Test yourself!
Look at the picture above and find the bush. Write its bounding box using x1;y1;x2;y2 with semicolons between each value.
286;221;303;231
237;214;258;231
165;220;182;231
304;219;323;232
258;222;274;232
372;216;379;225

——————

▶ **PROBLEM DESCRIPTION**: Rewrite the whole listing with "bush" changed to "shrub", keeping everything else the same.

▶ **RESULT FOR THIS TASK**:
Test yourself!
Look at the picture above and find the shrub. Write its bounding box using x1;y1;x2;y2 with semicolons between each value.
286;221;303;231
237;214;258;231
165;220;182;231
304;219;323;232
258;222;274;232
372;216;379;225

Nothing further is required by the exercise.